*EXERCISE DATA:*
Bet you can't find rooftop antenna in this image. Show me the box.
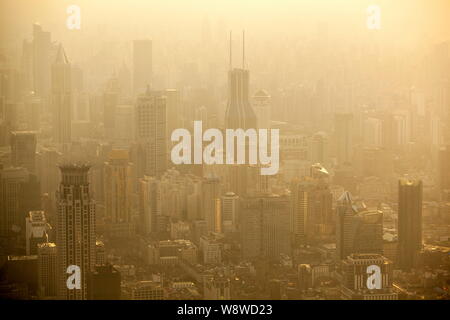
[230,30,233,70]
[242,30,245,69]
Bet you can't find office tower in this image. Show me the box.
[352,210,383,254]
[165,89,183,144]
[308,132,329,164]
[104,149,133,236]
[199,234,222,264]
[334,113,353,164]
[24,92,43,131]
[292,171,334,245]
[56,164,95,300]
[88,264,121,300]
[225,69,257,129]
[298,264,313,291]
[336,191,356,262]
[103,77,119,140]
[203,275,231,300]
[11,131,36,173]
[135,88,168,177]
[133,40,152,94]
[32,24,52,97]
[221,192,239,232]
[139,176,161,235]
[398,179,422,271]
[25,211,50,256]
[125,280,165,300]
[0,168,41,238]
[51,44,72,143]
[261,195,292,261]
[36,147,62,200]
[341,254,398,300]
[292,181,310,246]
[438,145,450,201]
[37,242,58,299]
[336,191,383,261]
[240,195,292,260]
[113,104,134,144]
[202,177,222,232]
[95,240,106,265]
[252,90,272,129]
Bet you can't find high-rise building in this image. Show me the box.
[103,77,119,140]
[51,44,72,143]
[104,149,133,236]
[252,90,271,129]
[88,264,121,300]
[225,68,257,129]
[37,242,58,299]
[25,211,49,255]
[398,179,422,271]
[11,131,36,173]
[240,195,292,259]
[0,168,41,239]
[135,88,168,177]
[221,192,239,232]
[133,40,152,94]
[203,275,231,300]
[334,113,353,164]
[336,191,383,261]
[341,254,398,300]
[438,145,450,201]
[32,24,52,97]
[56,164,96,300]
[202,177,222,232]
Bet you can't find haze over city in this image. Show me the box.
[0,0,450,300]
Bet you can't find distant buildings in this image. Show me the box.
[133,40,152,94]
[51,44,73,144]
[87,264,121,300]
[135,88,168,177]
[341,254,398,300]
[11,131,36,173]
[37,242,59,299]
[398,179,422,271]
[56,165,96,300]
[25,211,49,255]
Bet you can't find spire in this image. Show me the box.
[55,43,69,64]
[242,30,245,69]
[230,30,233,70]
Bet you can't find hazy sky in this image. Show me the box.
[0,0,450,46]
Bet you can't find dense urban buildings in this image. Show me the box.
[0,0,450,302]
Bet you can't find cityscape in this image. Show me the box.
[0,0,450,300]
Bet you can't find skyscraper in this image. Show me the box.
[135,88,168,177]
[225,68,257,129]
[202,177,222,232]
[0,168,41,239]
[221,192,239,232]
[51,44,72,143]
[133,40,152,94]
[32,24,52,97]
[398,179,422,271]
[11,131,36,173]
[37,242,58,298]
[88,264,121,300]
[336,191,383,261]
[26,211,49,255]
[56,164,95,300]
[341,254,398,300]
[334,113,353,164]
[104,149,133,236]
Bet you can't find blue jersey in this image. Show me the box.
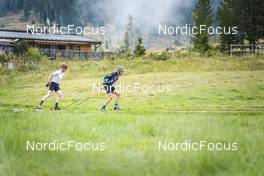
[103,72,119,85]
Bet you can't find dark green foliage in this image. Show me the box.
[193,0,213,52]
[134,37,146,56]
[121,31,130,53]
[149,51,171,61]
[218,0,264,50]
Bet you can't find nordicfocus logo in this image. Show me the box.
[92,83,172,93]
[158,140,238,151]
[26,141,107,151]
[158,24,238,35]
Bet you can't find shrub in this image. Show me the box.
[149,51,170,61]
[27,48,43,62]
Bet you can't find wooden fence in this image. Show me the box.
[41,49,119,60]
[228,44,264,56]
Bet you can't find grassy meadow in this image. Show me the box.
[0,54,264,176]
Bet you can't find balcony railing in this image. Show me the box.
[41,49,119,60]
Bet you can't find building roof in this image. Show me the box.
[0,30,102,44]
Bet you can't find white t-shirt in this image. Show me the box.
[52,70,64,84]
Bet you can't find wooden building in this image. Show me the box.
[0,29,102,52]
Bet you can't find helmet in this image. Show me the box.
[117,66,125,71]
[61,64,68,69]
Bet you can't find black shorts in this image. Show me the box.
[104,85,115,93]
[49,82,60,92]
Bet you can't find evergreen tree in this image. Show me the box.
[217,0,239,51]
[134,37,146,56]
[193,0,213,52]
[121,31,130,53]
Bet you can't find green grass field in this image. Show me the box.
[0,57,264,176]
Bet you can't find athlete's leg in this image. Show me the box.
[113,90,121,108]
[55,90,62,110]
[38,90,52,108]
[101,93,114,110]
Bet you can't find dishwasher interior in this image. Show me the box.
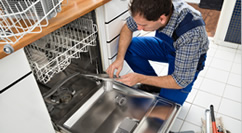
[24,12,180,133]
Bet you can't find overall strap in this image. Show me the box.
[172,13,205,41]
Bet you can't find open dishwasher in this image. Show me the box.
[25,12,180,133]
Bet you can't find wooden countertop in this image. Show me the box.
[0,0,111,59]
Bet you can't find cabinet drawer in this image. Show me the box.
[0,49,31,90]
[105,12,130,42]
[104,0,130,22]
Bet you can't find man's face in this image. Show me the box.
[133,15,165,31]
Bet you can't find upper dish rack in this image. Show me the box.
[24,14,97,83]
[0,0,63,54]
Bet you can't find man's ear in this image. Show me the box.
[159,14,167,25]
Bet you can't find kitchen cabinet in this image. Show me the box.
[0,49,55,133]
[96,0,139,75]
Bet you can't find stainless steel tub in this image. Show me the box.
[46,74,180,133]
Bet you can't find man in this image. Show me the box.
[106,0,209,104]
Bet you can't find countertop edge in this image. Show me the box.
[0,0,111,59]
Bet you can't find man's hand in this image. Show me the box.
[117,73,145,86]
[106,60,124,78]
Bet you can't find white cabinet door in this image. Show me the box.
[104,0,130,23]
[0,49,31,91]
[0,73,55,133]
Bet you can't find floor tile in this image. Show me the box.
[185,0,200,4]
[207,48,217,57]
[198,66,209,77]
[228,73,241,87]
[205,67,229,83]
[214,50,235,61]
[199,79,225,96]
[186,88,198,103]
[210,58,233,71]
[223,85,241,102]
[236,49,242,54]
[180,122,201,133]
[193,76,204,89]
[170,118,183,132]
[193,91,221,111]
[234,54,241,64]
[177,102,191,120]
[217,114,242,133]
[231,63,241,75]
[218,98,241,120]
[185,105,205,126]
[205,56,213,66]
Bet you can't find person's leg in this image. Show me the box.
[125,37,167,76]
[160,72,199,105]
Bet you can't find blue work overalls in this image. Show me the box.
[125,13,206,105]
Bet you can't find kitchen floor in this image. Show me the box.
[141,0,242,133]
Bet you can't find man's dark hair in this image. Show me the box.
[129,0,172,21]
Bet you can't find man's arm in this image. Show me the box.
[106,24,133,78]
[117,73,182,89]
[116,24,133,60]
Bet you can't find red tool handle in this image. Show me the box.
[210,105,218,133]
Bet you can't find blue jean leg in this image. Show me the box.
[125,37,167,76]
[125,37,202,105]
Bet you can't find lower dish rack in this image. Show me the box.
[25,14,97,83]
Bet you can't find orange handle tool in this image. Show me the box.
[210,105,218,133]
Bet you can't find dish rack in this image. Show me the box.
[25,14,97,83]
[0,0,63,54]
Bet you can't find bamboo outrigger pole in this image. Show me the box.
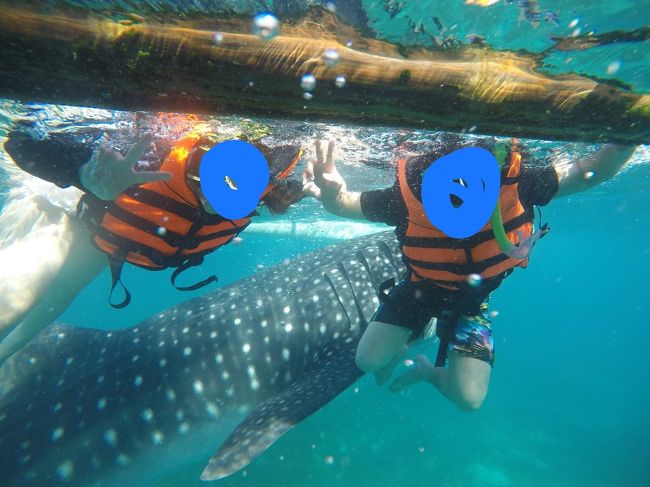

*WRITTEN TASK:* Copy verbatim the lines of the entries starting at the line containing "Bet you can't find upper" and ending at the line containing "[106,60,124,78]", including both of those lines.

*WRITTEN SOLUTION:*
Bet you can't find upper dish rack in this image. Show me the box.
[24,14,97,83]
[0,0,63,54]
Bet you can't find man's ear in this image. Show me the box.
[159,14,167,25]
Bet you can't find kitchen cabinet in this image. Show me the box.
[0,49,55,133]
[96,0,139,75]
Bet you can't find stainless steel tub in this image. Show me the box.
[46,74,180,133]
Bet you can't find man in this image. Show me the box.
[106,0,209,104]
Bet you can't find countertop edge in this image. Show me the box.
[0,0,111,59]
Bet you can't find man's hand in this image. Show me the box.
[117,73,145,86]
[106,60,124,78]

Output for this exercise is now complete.